Weymouth High School (WHS) is a comprehensive public high school in Weymouth, Massachusetts, United States that serves  students in grades nine through twelve. Weymouth High School also offers a Career and Technical Education Program offering such courses as Aesthetics, Allied Health, Architectural Design, Automotive Technology, Early Childhood Education, Information Technology, Construction Technology, Cosmetology, Culinary Arts, Graphic Communications and Metal Fabrication.

History
Weymouth High School was first established in 1854.  The building that used to house Weymouth High in the early 20th century stood next to the Town Hall on Middle Street.   The building that currently houses Weymouth High School opened in 2004 at One Wildcat Way in South Weymouth. This building was the original Weymouth South High School and most recently housed the junior high school students in Weymouth. The old Weymouth South High School is known as the "Maroon Building." The "Gold Building" was newly constructed for the opening in 2004, and was built on the site of the old South Intermediate School. This expansion cost the school approximately $22 million.  In June 2021, Weymouth High School was placed into a state program for schools or districts that disproportionately suspend nonwhite students or students with disabilities.

________

Quote the passage on Weymouth High School word for word, from "Weymouth High School (WHS)" through "and Metal Fabrication.".

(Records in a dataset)
________

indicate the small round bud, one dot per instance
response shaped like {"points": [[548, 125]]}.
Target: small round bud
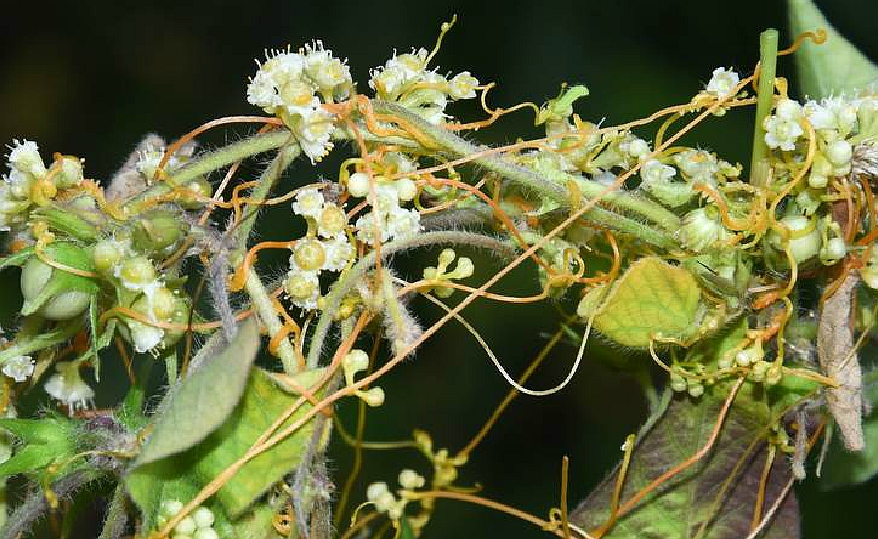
{"points": [[136, 273], [839, 152], [107, 254], [410, 479], [203, 517], [70, 173], [186, 526], [678, 383], [446, 257], [373, 397], [332, 221], [376, 491], [358, 184], [309, 255], [464, 269], [835, 249], [356, 361], [169, 508], [206, 533], [406, 189]]}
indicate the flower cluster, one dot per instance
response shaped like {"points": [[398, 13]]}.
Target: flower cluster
{"points": [[388, 219], [30, 183], [197, 525], [294, 86], [380, 496], [405, 79], [141, 289], [325, 248]]}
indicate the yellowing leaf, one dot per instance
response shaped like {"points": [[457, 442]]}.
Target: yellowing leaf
{"points": [[652, 298], [833, 67]]}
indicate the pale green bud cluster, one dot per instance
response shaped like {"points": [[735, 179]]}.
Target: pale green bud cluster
{"points": [[197, 525], [30, 183], [406, 80]]}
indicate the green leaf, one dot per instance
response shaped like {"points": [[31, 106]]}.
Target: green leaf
{"points": [[843, 468], [45, 441], [693, 498], [651, 298], [264, 401], [205, 399], [833, 67], [182, 475], [16, 259]]}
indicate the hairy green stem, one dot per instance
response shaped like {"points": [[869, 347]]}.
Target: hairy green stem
{"points": [[348, 279], [237, 151], [262, 303], [767, 69], [256, 290], [551, 185]]}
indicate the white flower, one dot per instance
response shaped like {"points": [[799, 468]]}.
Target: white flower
{"points": [[819, 116], [262, 91], [404, 223], [145, 336], [410, 479], [308, 203], [19, 368], [67, 386], [366, 227], [463, 86], [314, 134], [634, 147], [654, 171], [24, 156], [788, 110], [339, 252], [783, 130], [303, 288], [723, 82], [698, 165], [702, 230], [329, 74]]}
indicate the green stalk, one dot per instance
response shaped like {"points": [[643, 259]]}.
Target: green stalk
{"points": [[237, 151], [349, 278], [555, 188], [256, 290], [767, 70]]}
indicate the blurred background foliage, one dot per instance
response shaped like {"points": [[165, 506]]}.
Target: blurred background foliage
{"points": [[91, 78]]}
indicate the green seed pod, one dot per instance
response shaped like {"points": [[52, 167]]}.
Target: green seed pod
{"points": [[157, 231], [53, 293]]}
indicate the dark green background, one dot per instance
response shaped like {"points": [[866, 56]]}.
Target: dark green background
{"points": [[90, 78]]}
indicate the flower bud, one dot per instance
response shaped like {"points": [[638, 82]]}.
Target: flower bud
{"points": [[107, 254], [157, 231], [54, 293], [358, 184], [803, 238], [373, 397], [406, 189]]}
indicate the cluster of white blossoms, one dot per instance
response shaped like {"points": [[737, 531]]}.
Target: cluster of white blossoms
{"points": [[294, 86], [384, 501], [68, 387], [19, 368], [197, 525], [31, 183], [404, 79], [325, 248], [137, 282], [388, 218]]}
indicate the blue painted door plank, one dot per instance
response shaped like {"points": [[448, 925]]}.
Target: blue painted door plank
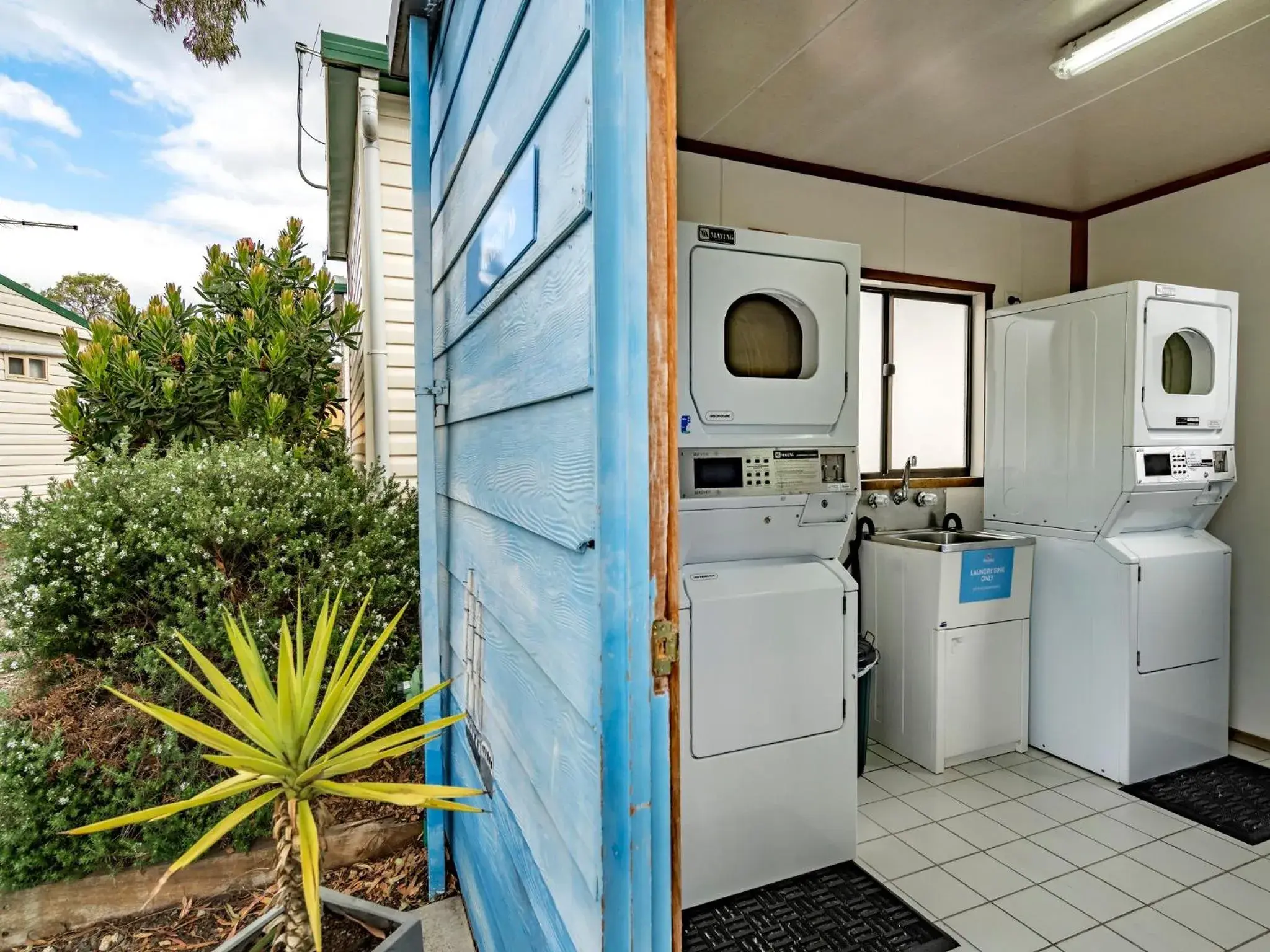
{"points": [[447, 68], [492, 40], [621, 390], [660, 816], [535, 346], [545, 51], [425, 412]]}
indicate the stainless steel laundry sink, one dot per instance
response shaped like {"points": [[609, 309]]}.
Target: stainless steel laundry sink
{"points": [[951, 541]]}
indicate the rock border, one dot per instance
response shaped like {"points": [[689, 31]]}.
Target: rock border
{"points": [[43, 912]]}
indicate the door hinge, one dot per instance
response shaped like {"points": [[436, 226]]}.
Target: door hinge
{"points": [[666, 648], [438, 391]]}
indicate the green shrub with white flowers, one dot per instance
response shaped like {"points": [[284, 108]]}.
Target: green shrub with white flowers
{"points": [[111, 565], [102, 574]]}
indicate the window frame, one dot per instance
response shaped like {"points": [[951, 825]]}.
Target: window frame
{"points": [[25, 367], [888, 339]]}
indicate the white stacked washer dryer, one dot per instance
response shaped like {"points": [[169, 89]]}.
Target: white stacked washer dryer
{"points": [[1110, 437], [769, 480]]}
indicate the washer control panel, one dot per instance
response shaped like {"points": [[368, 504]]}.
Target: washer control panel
{"points": [[1184, 465], [766, 471]]}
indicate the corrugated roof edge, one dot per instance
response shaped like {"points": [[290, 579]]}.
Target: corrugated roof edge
{"points": [[399, 31], [42, 301], [346, 58], [338, 50]]}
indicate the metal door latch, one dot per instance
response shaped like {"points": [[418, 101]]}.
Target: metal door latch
{"points": [[666, 648], [438, 391]]}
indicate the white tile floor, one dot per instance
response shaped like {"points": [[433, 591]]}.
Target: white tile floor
{"points": [[1024, 852]]}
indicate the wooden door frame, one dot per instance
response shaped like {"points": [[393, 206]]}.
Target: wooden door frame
{"points": [[662, 390]]}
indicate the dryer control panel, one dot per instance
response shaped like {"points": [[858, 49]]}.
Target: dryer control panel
{"points": [[768, 471], [1169, 466]]}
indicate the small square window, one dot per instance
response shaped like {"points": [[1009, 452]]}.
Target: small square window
{"points": [[915, 375]]}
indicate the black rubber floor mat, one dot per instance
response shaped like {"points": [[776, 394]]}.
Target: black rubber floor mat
{"points": [[1230, 795], [837, 909]]}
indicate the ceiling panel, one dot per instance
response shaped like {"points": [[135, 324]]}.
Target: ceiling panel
{"points": [[735, 45], [1175, 122], [950, 93]]}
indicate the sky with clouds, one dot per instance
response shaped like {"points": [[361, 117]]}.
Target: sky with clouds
{"points": [[109, 123]]}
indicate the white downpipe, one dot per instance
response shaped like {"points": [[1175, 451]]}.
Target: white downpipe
{"points": [[373, 201]]}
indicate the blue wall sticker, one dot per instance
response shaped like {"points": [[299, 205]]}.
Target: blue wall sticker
{"points": [[506, 232], [987, 574]]}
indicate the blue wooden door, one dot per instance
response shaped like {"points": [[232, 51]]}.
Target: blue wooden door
{"points": [[528, 144]]}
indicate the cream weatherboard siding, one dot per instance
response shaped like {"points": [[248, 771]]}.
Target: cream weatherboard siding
{"points": [[32, 448], [398, 289]]}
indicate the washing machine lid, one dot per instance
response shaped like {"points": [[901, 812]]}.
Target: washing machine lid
{"points": [[769, 655], [1188, 363], [768, 339], [1184, 598]]}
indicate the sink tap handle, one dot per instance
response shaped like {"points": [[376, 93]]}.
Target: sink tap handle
{"points": [[901, 495]]}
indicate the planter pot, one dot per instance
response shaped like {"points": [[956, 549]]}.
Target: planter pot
{"points": [[404, 930]]}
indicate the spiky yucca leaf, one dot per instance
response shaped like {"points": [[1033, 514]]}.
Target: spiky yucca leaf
{"points": [[285, 724]]}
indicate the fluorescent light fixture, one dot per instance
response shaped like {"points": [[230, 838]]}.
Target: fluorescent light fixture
{"points": [[1132, 29]]}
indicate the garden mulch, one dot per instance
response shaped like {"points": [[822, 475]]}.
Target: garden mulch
{"points": [[398, 881]]}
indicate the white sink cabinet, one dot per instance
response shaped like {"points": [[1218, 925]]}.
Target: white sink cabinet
{"points": [[951, 626]]}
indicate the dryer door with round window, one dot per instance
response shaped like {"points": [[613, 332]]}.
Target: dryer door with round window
{"points": [[769, 339], [1186, 366]]}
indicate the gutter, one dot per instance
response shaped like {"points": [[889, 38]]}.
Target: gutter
{"points": [[373, 202]]}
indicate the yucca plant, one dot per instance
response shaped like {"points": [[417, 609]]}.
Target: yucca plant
{"points": [[285, 726]]}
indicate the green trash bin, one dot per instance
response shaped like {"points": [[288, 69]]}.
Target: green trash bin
{"points": [[866, 669]]}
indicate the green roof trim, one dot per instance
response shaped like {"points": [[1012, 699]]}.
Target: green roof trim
{"points": [[351, 51], [42, 301], [345, 59]]}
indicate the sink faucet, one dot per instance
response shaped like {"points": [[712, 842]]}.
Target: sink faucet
{"points": [[901, 495]]}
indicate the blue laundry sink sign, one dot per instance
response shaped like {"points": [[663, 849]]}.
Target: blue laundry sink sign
{"points": [[987, 574], [507, 231]]}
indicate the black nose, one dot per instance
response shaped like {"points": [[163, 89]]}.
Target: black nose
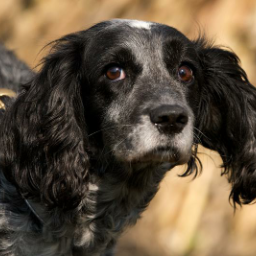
{"points": [[169, 118]]}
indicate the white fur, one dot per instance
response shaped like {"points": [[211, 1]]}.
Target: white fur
{"points": [[135, 23]]}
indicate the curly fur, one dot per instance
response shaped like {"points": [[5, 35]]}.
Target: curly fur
{"points": [[80, 156]]}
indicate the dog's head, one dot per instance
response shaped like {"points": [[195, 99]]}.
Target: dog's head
{"points": [[130, 92]]}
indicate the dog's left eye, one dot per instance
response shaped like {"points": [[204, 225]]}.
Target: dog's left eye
{"points": [[115, 73]]}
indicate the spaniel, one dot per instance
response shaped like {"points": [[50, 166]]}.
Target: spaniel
{"points": [[87, 141]]}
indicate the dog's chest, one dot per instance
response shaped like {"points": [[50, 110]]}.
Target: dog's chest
{"points": [[107, 214]]}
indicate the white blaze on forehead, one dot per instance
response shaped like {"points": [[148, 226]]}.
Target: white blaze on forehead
{"points": [[135, 23], [140, 24]]}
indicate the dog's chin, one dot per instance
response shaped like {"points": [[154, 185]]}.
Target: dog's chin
{"points": [[157, 156]]}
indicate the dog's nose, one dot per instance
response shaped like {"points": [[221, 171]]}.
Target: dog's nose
{"points": [[169, 118]]}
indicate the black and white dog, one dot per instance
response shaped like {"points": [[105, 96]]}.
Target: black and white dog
{"points": [[113, 108]]}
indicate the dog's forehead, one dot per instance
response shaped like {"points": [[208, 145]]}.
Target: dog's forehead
{"points": [[132, 23]]}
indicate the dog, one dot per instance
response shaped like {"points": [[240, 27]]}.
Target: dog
{"points": [[113, 108]]}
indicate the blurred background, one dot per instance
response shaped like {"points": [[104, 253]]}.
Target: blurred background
{"points": [[187, 217]]}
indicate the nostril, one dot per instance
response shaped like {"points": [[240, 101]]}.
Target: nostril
{"points": [[182, 119], [169, 118]]}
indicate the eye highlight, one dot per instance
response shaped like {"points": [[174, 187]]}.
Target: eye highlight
{"points": [[115, 73], [185, 74]]}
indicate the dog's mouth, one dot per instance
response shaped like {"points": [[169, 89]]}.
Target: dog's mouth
{"points": [[163, 154]]}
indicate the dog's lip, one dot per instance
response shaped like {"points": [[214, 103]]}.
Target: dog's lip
{"points": [[159, 154]]}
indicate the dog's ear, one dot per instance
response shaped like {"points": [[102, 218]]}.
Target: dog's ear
{"points": [[43, 135], [226, 118]]}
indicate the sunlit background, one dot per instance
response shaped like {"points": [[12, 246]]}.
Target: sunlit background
{"points": [[187, 217]]}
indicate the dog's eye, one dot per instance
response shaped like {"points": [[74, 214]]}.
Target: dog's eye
{"points": [[115, 73], [185, 74]]}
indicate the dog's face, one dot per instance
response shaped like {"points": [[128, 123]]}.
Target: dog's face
{"points": [[143, 78]]}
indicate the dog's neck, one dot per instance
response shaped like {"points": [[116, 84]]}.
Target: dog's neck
{"points": [[116, 200]]}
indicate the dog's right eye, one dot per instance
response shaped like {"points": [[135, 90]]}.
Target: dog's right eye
{"points": [[115, 73]]}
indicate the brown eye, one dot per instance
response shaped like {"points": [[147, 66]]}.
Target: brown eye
{"points": [[115, 73], [185, 74]]}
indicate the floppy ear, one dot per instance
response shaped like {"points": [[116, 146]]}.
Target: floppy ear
{"points": [[43, 136], [226, 118]]}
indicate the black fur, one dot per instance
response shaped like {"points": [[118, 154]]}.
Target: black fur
{"points": [[82, 155]]}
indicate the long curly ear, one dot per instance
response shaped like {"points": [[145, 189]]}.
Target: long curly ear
{"points": [[43, 136], [227, 119]]}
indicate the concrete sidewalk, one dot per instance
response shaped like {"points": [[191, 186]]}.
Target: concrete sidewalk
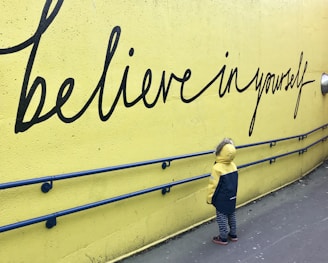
{"points": [[289, 226]]}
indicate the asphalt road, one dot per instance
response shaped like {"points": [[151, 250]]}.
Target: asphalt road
{"points": [[288, 226]]}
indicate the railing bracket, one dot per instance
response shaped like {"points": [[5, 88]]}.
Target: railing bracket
{"points": [[46, 187], [166, 190], [51, 222], [166, 164]]}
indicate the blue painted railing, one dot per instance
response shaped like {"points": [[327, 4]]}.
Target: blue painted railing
{"points": [[51, 219]]}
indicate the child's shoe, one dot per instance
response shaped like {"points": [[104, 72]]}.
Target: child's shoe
{"points": [[218, 240], [233, 238]]}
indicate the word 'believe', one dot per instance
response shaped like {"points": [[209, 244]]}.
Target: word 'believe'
{"points": [[268, 82]]}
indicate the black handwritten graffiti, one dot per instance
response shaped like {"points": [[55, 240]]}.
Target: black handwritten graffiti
{"points": [[268, 83]]}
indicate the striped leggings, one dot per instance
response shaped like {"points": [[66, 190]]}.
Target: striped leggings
{"points": [[224, 221]]}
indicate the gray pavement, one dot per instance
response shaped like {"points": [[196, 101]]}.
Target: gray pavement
{"points": [[289, 226]]}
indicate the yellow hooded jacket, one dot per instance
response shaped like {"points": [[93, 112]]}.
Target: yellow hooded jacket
{"points": [[224, 165]]}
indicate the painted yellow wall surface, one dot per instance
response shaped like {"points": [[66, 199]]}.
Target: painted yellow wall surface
{"points": [[91, 84]]}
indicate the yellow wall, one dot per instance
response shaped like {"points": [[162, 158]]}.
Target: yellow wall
{"points": [[117, 56]]}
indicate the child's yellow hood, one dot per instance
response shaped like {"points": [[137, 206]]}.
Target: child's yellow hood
{"points": [[227, 154]]}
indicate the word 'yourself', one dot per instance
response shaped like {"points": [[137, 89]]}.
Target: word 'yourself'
{"points": [[263, 83]]}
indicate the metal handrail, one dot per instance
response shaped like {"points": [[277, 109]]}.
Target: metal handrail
{"points": [[51, 219], [48, 180]]}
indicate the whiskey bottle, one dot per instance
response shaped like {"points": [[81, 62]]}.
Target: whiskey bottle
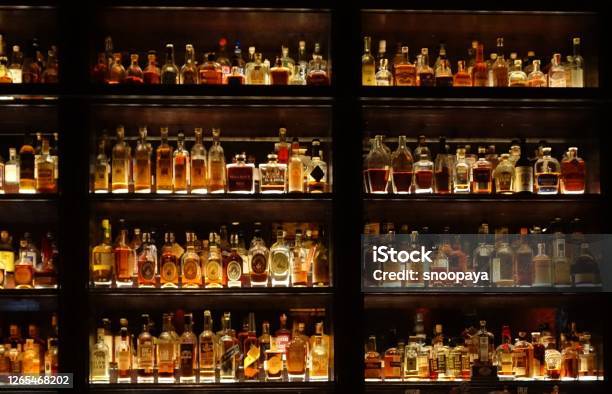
{"points": [[169, 71], [27, 182], [188, 352], [103, 258], [100, 360], [120, 163], [142, 163], [164, 166], [216, 165], [168, 265], [191, 274], [402, 167], [214, 269], [189, 71], [207, 350], [198, 165], [166, 352], [102, 169]]}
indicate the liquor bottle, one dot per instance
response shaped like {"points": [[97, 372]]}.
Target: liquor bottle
{"points": [[168, 264], [547, 173], [461, 173], [191, 272], [480, 73], [116, 71], [103, 258], [142, 163], [152, 73], [134, 74], [27, 182], [425, 73], [536, 78], [556, 73], [500, 67], [295, 168], [123, 355], [240, 176], [482, 179], [166, 352], [123, 268], [572, 173], [120, 164], [372, 360], [504, 354], [443, 169], [216, 165], [169, 74], [45, 171], [517, 77], [462, 77], [102, 170], [164, 166], [213, 270], [577, 66], [207, 350], [189, 71], [181, 174], [100, 360], [402, 164], [523, 172]]}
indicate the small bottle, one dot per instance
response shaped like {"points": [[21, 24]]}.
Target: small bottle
{"points": [[423, 175]]}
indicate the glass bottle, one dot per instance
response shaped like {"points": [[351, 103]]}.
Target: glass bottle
{"points": [[425, 74], [572, 173], [443, 169], [27, 165], [402, 165], [482, 179], [378, 163], [134, 74], [169, 71], [523, 172], [181, 173], [259, 264], [120, 164], [142, 163], [189, 72], [117, 71], [99, 360], [556, 73], [152, 73], [216, 165], [536, 78], [383, 75], [461, 173], [480, 74], [462, 78], [547, 173]]}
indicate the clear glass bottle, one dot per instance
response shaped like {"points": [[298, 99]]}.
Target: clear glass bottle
{"points": [[547, 173], [169, 71], [134, 74], [164, 168], [536, 78], [378, 164], [556, 73], [443, 169], [461, 173], [402, 164], [573, 174], [189, 72], [273, 176], [142, 163]]}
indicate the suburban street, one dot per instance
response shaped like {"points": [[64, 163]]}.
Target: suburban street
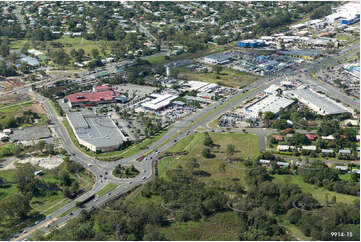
{"points": [[103, 170]]}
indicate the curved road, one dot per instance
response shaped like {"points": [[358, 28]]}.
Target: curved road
{"points": [[188, 125]]}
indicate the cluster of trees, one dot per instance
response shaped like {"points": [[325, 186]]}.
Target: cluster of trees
{"points": [[60, 57], [184, 198], [320, 224], [7, 70]]}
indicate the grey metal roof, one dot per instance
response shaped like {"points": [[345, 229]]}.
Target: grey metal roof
{"points": [[221, 57], [299, 52], [30, 60], [97, 130], [324, 104]]}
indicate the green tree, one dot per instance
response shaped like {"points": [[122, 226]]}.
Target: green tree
{"points": [[60, 57], [208, 141], [15, 206], [294, 215], [206, 153], [95, 53], [24, 178], [230, 150], [217, 68]]}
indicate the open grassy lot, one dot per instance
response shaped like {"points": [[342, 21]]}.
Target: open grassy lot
{"points": [[69, 44], [78, 43], [220, 227], [160, 60], [246, 146], [15, 108], [227, 77], [317, 192], [293, 229], [109, 187], [43, 203], [6, 150]]}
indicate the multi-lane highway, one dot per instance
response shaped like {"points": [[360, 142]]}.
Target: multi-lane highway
{"points": [[179, 130]]}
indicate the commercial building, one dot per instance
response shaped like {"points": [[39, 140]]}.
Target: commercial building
{"points": [[267, 104], [160, 101], [30, 61], [304, 54], [102, 88], [317, 102], [272, 90], [204, 87], [251, 43], [218, 58], [95, 132], [100, 95]]}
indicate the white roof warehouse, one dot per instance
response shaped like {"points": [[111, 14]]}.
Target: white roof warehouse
{"points": [[96, 132], [318, 103], [268, 104], [160, 101]]}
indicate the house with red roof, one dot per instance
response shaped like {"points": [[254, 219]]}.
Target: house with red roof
{"points": [[102, 88], [311, 137], [278, 137]]}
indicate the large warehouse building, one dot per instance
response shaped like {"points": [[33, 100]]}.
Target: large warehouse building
{"points": [[160, 101], [100, 95], [200, 86], [317, 102], [267, 104], [95, 132]]}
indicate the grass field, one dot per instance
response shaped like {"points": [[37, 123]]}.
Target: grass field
{"points": [[6, 150], [69, 44], [109, 187], [317, 192], [160, 60], [15, 108], [220, 227], [293, 229], [46, 203], [207, 114], [227, 77], [246, 145]]}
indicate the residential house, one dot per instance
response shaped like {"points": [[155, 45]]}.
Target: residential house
{"points": [[277, 137], [309, 147], [311, 137], [342, 169]]}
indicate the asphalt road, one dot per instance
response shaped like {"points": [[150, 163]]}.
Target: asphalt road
{"points": [[145, 167]]}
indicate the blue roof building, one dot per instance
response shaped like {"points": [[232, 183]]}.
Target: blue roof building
{"points": [[30, 61]]}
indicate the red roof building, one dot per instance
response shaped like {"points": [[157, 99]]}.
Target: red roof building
{"points": [[102, 88], [278, 137], [311, 137], [90, 98]]}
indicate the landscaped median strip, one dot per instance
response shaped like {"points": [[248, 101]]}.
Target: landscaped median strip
{"points": [[68, 211], [109, 187], [207, 114]]}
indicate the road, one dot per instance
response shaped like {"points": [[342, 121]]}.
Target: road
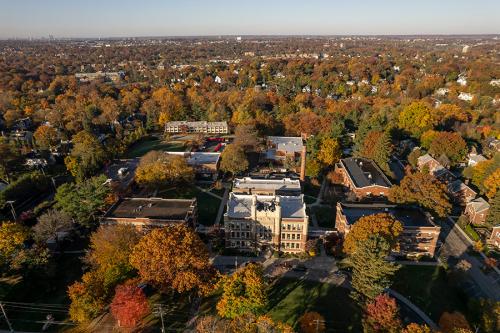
{"points": [[455, 248]]}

________

▸ SOLUTION TO THE EXERCISE
Weymouth High School (WHS) is a comprehensive public high school in Weymouth, Massachusetts, United States that serves  students in grades nine through twelve. Weymouth High School also offers a Career and Technical Education Program offering such courses as Aesthetics, Allied Health, Architectural Design, Automotive Technology, Early Childhood Education, Information Technology, Construction Technology, Cosmetology, Culinary Arts, Graphic Communications and Metal Fabrication.